As the economy gradually re-opens in Ontario, there are a few accommodation issues impacted by COVID-19 that both employers and employees should be aware of; these accommodation issues also intersect with prohibited grounds of discrimination under human rights law.
There are a few groups that COVID-19 could affect disproportionately in the workplace; generally, the three groups are workers that are older in age, individuals that are immune-compromised, and parents.
One of the toughest accommodation issues impacted by COVID-19 is faced by older workers. There is enough information to determine that COVID-19 affects those that are older most, especially for those with heart disease, diabetes, kidney impairment, and/or lung issues. Although it is not advisable for employers to inquire about specific health issues, workplace policies should provide an easy avenue for workers that are older, especially with health issues, to request an accommodation. Regardless of policy, it would be reasonable for a worker that fits the above to be concerned and requesting accommodation. Employers should consider whether remote setup is possible, modifications to further enhance physical distancing, and the location of the worksite (for instance, Toronto would be more of a concern than a region that has had very few to no reported COVID-19 cases).
A weakened immune system can be a result of various medical treatments and/or conditions. Similar to older workers, those that suffer from compromised immune systems are also at greater risk of contracting COVID-19 and having severe complications. Employers should respond similarly with accommodation and implement policies that facilitate the necessary dialogue for identifying such issues. Again, location of the workplace, the capability of working remote, and enhancing physical distancing should all be explored when attempting accommodation.

* Assignment A *
In the article on COVID-19 workplace accommodation, which three groups could the virus affect disproportionately at work?
* Assignment B *
Please reproduce the stretch of the article on COVID-19 workplace accommodation from "A weakened immune" through "when attempting accommodation.".
* Assignment C *
Carry on the article on COVID-19 workplace accommodation from the point where it stops.

* Data extract *

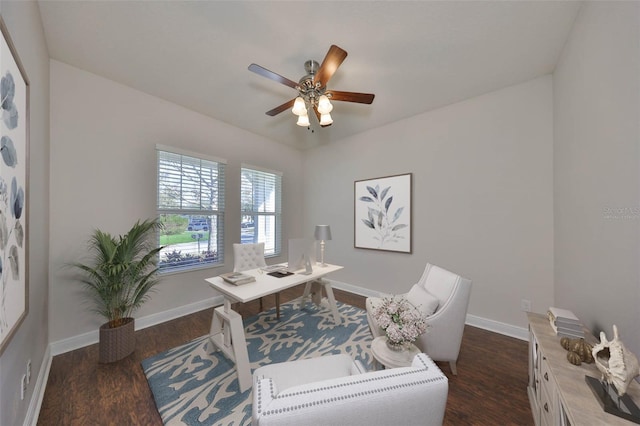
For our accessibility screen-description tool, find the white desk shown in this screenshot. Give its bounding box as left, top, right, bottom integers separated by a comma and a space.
206, 265, 342, 392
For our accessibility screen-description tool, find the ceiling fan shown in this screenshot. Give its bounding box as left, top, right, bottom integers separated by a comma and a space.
249, 45, 375, 127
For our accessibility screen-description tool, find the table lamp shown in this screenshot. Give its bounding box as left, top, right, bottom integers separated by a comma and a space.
315, 225, 331, 266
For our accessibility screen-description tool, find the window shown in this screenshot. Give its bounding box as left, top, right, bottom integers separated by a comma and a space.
156, 145, 226, 272
240, 164, 282, 256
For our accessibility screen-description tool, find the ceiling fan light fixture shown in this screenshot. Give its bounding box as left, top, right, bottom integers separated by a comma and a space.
318, 95, 333, 114
291, 96, 308, 115
320, 113, 333, 126
296, 114, 310, 127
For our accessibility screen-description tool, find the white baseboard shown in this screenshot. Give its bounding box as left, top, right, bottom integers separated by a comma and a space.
325, 278, 380, 297
24, 345, 53, 426
49, 280, 529, 356
466, 315, 529, 341
49, 296, 224, 356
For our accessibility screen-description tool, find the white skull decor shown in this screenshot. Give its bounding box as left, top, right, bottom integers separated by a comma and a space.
591, 325, 640, 396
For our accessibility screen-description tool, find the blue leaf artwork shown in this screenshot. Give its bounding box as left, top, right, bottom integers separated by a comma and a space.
0, 17, 29, 348
355, 174, 411, 252
0, 136, 18, 167
0, 71, 18, 129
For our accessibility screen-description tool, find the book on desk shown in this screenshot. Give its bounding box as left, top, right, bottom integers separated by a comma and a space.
220, 272, 256, 285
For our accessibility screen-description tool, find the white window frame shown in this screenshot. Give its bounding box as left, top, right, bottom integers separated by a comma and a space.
240, 163, 282, 257
156, 145, 227, 274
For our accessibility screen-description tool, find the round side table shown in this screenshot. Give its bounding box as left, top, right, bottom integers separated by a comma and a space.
371, 336, 420, 368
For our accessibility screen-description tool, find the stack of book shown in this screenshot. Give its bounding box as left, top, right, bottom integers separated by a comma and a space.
220, 272, 256, 285
547, 307, 584, 339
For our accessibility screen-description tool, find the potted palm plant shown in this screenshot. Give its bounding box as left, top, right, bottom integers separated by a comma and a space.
72, 219, 163, 363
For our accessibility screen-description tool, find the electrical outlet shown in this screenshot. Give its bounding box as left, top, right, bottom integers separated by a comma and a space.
27, 360, 31, 384
20, 374, 27, 401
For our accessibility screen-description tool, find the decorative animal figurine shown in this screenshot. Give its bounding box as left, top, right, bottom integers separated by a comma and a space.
560, 337, 593, 365
591, 325, 640, 396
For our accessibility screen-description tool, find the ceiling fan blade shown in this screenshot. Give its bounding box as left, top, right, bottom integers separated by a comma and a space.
313, 44, 347, 87
249, 64, 298, 89
265, 99, 296, 117
326, 90, 376, 104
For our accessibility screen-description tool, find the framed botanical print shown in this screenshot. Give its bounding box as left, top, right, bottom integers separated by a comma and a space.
354, 173, 412, 253
0, 16, 29, 354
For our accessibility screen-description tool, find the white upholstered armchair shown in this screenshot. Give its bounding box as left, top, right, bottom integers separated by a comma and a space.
252, 354, 449, 426
366, 263, 471, 374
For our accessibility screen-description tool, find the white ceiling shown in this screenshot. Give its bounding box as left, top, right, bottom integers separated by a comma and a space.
40, 0, 580, 149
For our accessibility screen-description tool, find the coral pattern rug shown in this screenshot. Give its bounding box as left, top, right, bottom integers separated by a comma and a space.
142, 300, 373, 425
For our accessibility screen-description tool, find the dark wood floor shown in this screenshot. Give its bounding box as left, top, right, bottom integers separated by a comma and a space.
38, 287, 533, 426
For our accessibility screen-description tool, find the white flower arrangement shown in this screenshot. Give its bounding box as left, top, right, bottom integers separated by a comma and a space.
373, 296, 429, 347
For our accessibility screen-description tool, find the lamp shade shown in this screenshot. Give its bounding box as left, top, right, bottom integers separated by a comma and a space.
291, 96, 307, 115
315, 225, 331, 241
320, 114, 333, 126
296, 114, 310, 127
318, 95, 333, 114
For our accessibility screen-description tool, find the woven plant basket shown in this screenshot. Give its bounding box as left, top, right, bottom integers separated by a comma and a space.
99, 318, 136, 364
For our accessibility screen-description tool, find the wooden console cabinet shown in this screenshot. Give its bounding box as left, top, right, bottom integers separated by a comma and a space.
527, 313, 640, 426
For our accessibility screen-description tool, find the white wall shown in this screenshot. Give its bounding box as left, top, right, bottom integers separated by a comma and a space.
50, 60, 303, 342
305, 76, 553, 327
0, 1, 49, 425
554, 2, 640, 355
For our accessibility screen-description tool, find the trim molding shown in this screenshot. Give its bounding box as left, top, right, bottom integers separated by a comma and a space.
465, 315, 529, 341
49, 296, 224, 356
23, 345, 53, 426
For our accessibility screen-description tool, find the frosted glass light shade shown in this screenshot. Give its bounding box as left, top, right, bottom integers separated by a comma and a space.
313, 225, 331, 241
296, 114, 309, 127
318, 95, 333, 114
291, 96, 307, 116
320, 114, 333, 126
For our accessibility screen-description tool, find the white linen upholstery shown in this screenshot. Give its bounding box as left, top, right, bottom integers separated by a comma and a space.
233, 243, 280, 318
252, 354, 449, 426
233, 243, 267, 272
366, 263, 471, 374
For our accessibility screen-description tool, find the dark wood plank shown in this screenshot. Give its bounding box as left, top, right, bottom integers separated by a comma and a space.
38, 286, 533, 426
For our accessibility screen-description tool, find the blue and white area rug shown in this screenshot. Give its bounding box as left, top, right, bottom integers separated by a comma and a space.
142, 300, 373, 426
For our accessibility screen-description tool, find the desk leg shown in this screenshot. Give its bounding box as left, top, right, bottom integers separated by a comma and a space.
209, 299, 251, 392
299, 281, 311, 309
320, 280, 342, 324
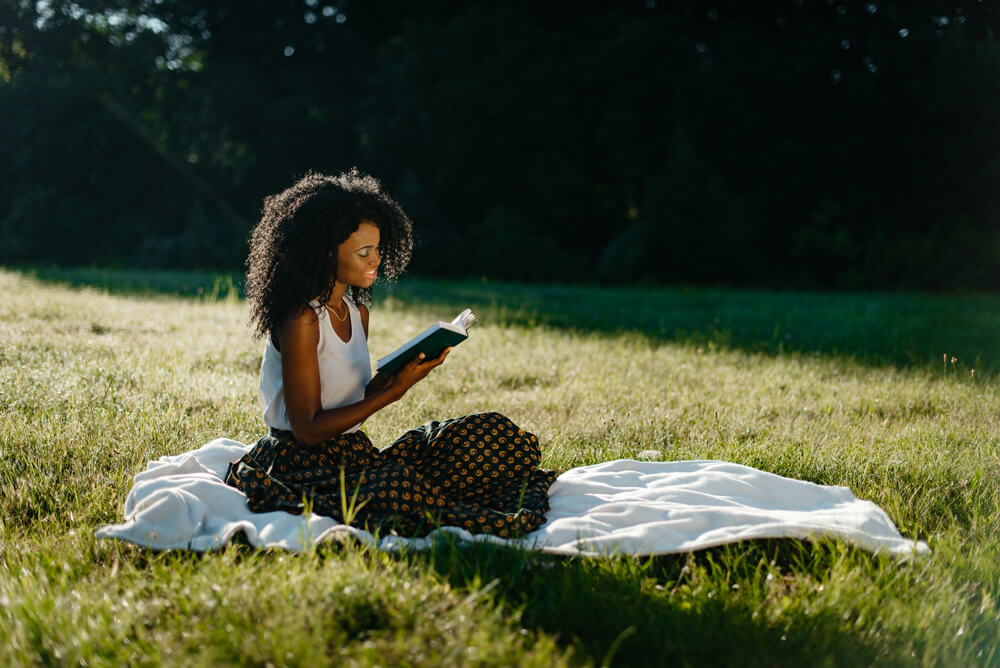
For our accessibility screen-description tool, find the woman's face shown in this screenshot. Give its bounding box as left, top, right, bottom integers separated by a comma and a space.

* Response box A *
Older workers, immune-compromised individuals, and parents.

* Response box B *
A weakened immune system can be a result of various medical treatments and/or conditions. Similar to older workers, those that suffer from compromised immune systems are also at greater risk of contracting COVID-19 and having severe complications. Employers should respond similarly with accommodation and implement policies that facilitate the necessary dialogue for identifying such issues. Again, location of the workplace, the capability of working remote, and enhancing physical distancing should all be explored when attempting accommodation.

* Response box C *
Parents with dependent children will also face barriers to returning to work especially as schools and childcare services may be reduced or not yet open and are thus faced with accommodation issues impacted by COVID-19. Here, the employer will need to work with employees that need to balance their childcare responsibilities with their work schedule. The onus is on the employee to show they have taken reasonable steps to secure childcare arrangements for dependents under their care, and once established, an employer must take steps to provide reasonable accommodation. Reasonable accommodation may include remote work, change in required hours of work or flexible scheduling, or a temporary leave of absence.
The above three examples are all protected grounds of discrimination under human rights law. Employers must take reasonable steps to accommodate employees on grounds of family status, illness, age, and so forth, up to the point of undue hardship. Conversely, employees must cooperate and accept reasonable accommodations, even if they are not the employee’s ideal. Both employees and employers are encouraged to seek legal advice if faced with difficulties regarding accommodation due to COVID-19, as human rights law can be very difficult to navigate especially during this unprecedented pandemic. Lastly, under no circumstances should an employee be disclosing the exact nature of health conditions. Policies must be implemented in a way that facilitates accommodation while protecting employee privacy. Both employees and employers are encouraged to seek legal advice if this a concern on either end.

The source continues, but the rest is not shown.